[[ DATA SECTION, beginning ]]
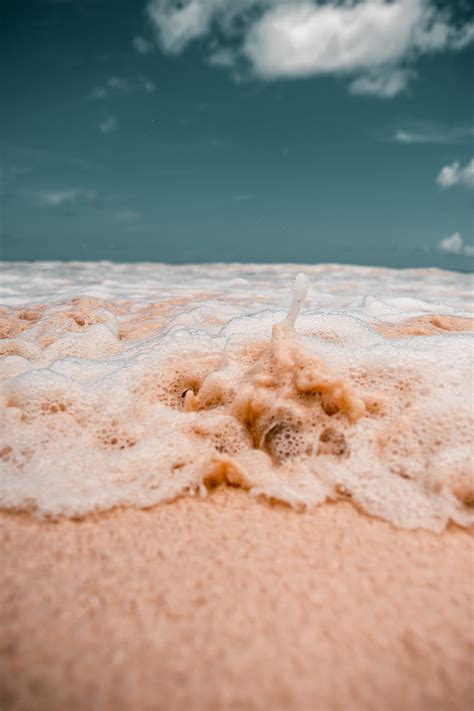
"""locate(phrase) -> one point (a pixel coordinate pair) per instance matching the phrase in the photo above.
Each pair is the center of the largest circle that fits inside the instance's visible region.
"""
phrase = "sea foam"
(130, 385)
[[ DATA SECTION, end ]]
_WORK REQUIRED_. Copy the data above line for line, skipping every picture.

_RESPONSE TO THE TASK_.
"""locate(phrase) -> one point (a pixel coordinate pair) per instance matching the phrase in the photo above.
Each pair is the center of the largest circle that fits inside the instance's visible region.
"""
phrase = "sea foam"
(130, 385)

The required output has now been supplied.